Short exercise
Answer these questions from the passage below on a possible U.S. strike against Syria.
(a) According to the passage, why is the Security Council highly unlikely to authorize such a strike?
(b) What position on the Security Council gives the U.S. its own veto?
(c) The author treats the absence of any real threat of sanctions as a reason against doing what?

Excerpt to read
BEGIN

It is highly unlikely, however, that the U.S. would suffer any formal legal sanctions for striking Syria without Security Council authorization. This is true for the same reason that the Security Council is highly unlikely to provide authorization in the first place: At least one Council member would veto any such resolution. (The U.S. itself holds such a veto as a permanent Security Council member.) The absence of any real threat of sanctions for disobeying the law serves, to my mind at least, as a reason against disobeying the law and striking Syria unilaterally; we (that is, we collectively -- the United States, as represented by our government) are that much more likely to be overconfident in our own judgment and insufficiently respectful of the value of international law without the prospect of significant punishment for disobeying that law.

END

Extracted material
BEGIN

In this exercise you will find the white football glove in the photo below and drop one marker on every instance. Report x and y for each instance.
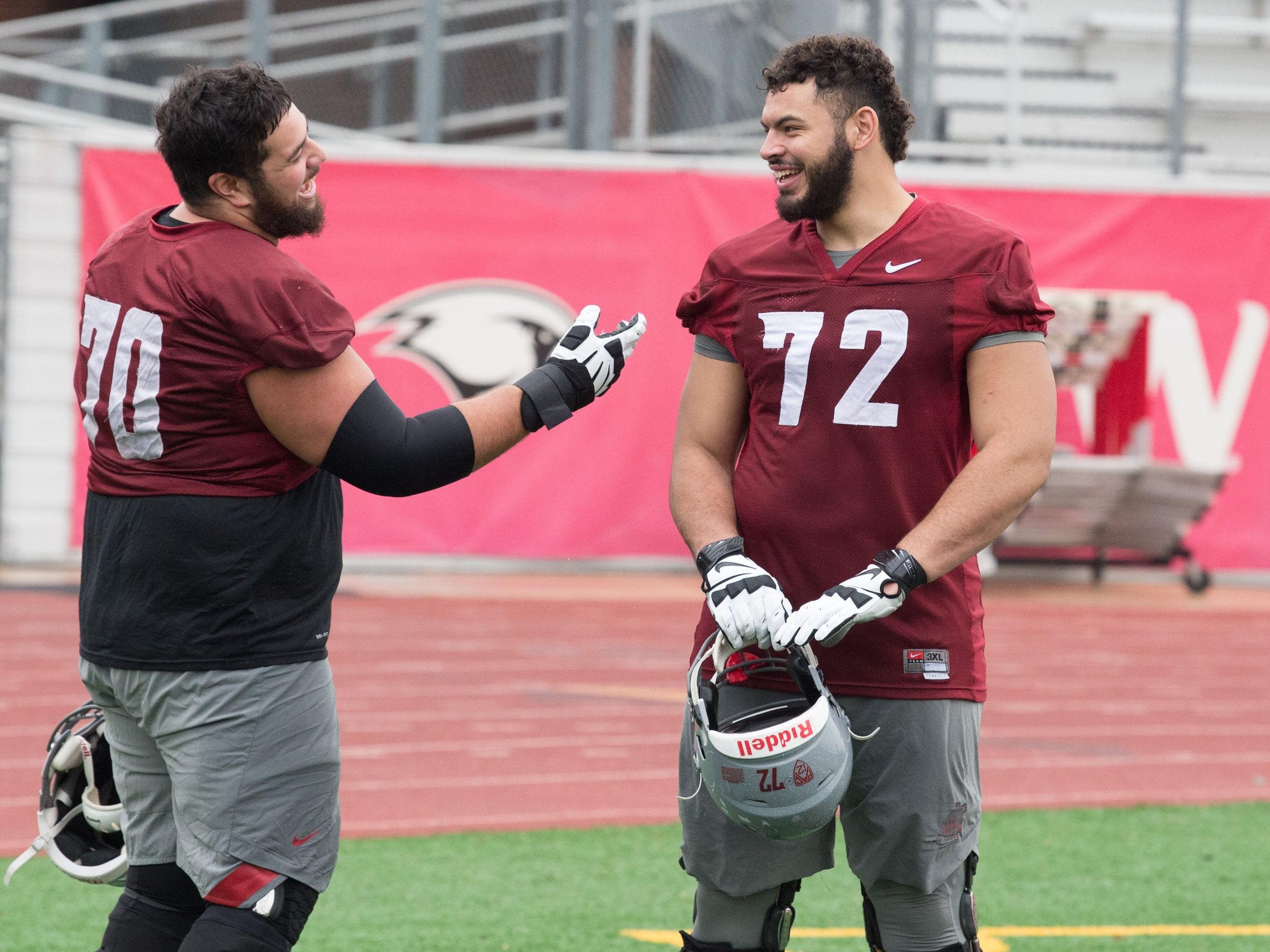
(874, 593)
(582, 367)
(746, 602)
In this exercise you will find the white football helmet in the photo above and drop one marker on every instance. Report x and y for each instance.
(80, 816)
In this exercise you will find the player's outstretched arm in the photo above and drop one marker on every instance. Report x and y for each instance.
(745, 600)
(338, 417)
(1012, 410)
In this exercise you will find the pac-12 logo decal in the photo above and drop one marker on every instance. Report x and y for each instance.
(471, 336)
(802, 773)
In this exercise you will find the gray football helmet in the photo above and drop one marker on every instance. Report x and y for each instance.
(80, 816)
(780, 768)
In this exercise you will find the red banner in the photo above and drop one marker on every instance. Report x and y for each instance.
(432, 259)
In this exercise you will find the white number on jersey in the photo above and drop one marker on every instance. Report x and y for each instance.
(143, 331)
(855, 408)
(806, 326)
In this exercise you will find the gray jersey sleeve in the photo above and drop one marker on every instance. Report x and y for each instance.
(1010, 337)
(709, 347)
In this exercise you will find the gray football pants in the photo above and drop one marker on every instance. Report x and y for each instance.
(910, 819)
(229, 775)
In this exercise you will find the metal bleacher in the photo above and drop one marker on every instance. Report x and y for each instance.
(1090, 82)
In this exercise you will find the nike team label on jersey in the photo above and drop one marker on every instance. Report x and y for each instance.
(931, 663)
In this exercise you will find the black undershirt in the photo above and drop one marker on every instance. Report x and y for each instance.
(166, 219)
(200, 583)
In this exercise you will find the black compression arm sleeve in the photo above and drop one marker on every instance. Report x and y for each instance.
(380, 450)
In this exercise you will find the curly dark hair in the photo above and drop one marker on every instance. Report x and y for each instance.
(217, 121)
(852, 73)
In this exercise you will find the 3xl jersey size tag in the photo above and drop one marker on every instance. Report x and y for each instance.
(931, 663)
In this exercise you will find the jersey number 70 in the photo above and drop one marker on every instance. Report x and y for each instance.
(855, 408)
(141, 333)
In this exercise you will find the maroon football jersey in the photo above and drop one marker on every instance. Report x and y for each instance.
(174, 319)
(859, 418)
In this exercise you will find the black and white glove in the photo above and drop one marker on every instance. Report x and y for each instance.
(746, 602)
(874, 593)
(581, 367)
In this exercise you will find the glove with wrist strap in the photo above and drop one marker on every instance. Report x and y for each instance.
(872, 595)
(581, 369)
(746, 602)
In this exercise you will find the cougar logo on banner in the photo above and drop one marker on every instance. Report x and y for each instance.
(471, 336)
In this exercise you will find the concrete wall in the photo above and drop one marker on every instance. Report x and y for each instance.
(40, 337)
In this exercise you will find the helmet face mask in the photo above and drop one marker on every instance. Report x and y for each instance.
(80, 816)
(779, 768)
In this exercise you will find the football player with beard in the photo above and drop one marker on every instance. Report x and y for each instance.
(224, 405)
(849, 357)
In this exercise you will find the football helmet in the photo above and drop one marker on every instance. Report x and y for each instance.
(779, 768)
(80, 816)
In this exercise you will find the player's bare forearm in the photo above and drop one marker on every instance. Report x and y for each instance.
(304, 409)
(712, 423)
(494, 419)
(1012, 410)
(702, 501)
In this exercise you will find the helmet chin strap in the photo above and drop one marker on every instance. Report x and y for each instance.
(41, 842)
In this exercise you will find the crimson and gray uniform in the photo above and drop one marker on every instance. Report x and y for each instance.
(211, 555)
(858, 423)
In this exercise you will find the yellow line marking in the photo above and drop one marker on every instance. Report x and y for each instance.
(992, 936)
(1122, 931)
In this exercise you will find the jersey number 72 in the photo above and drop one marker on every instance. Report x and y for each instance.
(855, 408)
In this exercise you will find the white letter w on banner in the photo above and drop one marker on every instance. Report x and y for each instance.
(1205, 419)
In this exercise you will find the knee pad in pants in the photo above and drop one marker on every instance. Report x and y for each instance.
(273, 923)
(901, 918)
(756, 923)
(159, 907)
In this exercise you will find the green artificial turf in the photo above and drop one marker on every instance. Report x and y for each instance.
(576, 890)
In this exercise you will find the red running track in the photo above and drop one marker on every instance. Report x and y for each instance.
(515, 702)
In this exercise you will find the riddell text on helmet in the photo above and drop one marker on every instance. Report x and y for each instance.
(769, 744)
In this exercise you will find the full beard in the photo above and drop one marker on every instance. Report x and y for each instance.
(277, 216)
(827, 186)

END
BEGIN

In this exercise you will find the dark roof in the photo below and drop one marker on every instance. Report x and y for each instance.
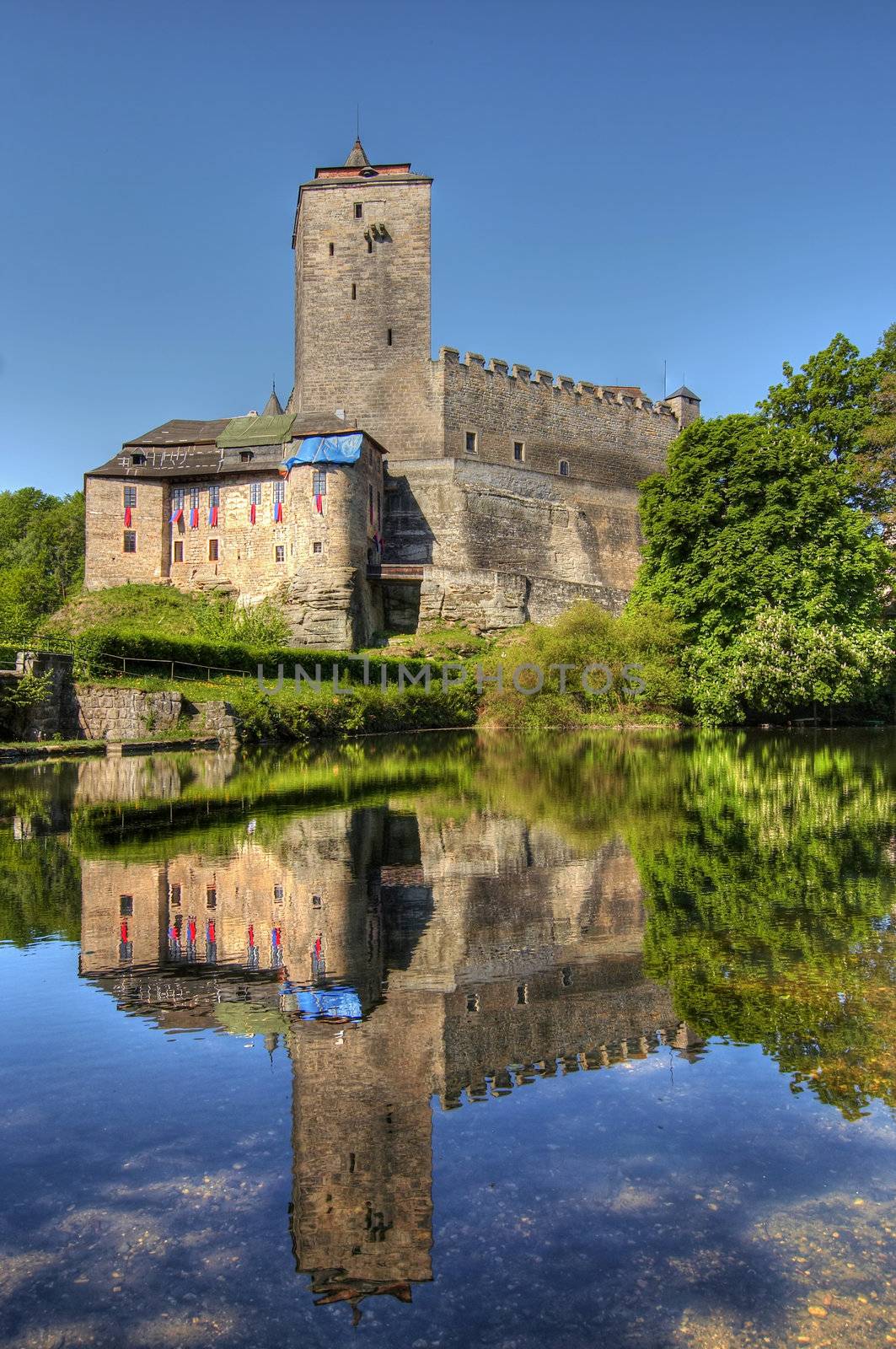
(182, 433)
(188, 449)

END
BEGIN

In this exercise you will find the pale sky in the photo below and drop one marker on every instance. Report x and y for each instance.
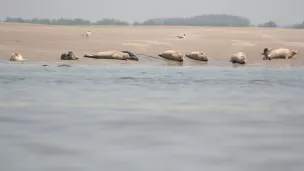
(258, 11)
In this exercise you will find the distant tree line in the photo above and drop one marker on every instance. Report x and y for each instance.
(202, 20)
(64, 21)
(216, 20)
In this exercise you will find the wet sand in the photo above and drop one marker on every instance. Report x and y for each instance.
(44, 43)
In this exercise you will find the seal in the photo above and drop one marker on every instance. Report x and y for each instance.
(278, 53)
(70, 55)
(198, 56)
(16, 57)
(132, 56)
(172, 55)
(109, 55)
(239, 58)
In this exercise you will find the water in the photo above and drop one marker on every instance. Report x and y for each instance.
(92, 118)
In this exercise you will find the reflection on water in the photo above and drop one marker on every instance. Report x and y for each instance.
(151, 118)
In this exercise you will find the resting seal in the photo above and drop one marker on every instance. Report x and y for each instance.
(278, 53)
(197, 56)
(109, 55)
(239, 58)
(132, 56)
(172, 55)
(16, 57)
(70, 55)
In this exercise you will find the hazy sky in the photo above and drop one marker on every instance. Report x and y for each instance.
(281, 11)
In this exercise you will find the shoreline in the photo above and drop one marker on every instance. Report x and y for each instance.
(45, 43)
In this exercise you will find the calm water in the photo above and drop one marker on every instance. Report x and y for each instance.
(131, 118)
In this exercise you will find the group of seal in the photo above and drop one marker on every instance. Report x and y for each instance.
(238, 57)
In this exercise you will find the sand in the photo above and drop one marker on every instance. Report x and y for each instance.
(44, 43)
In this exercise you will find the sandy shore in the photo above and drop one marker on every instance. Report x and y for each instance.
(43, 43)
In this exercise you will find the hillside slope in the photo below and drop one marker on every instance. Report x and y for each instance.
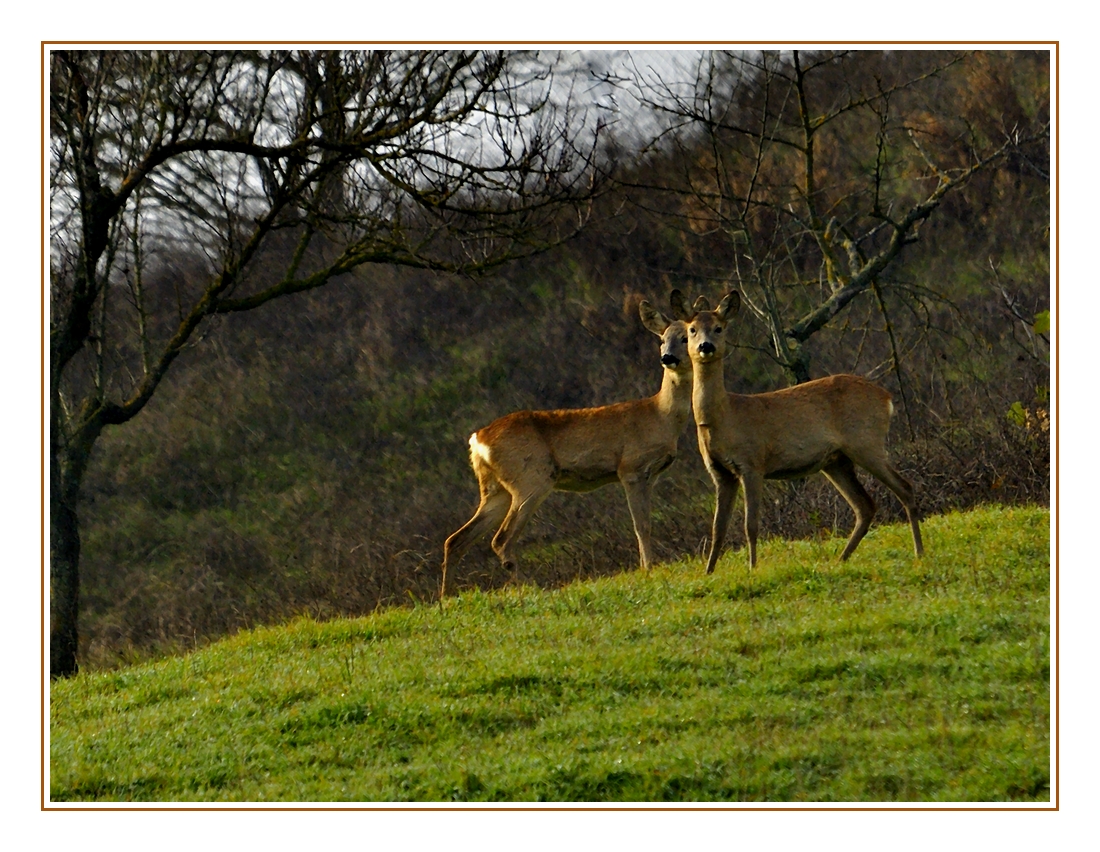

END

Reply
(a) At least one Council member would veto any such resolution.
(b) It is a permanent Security Council member.
(c) Disobeying the law and striking Syria unilaterally.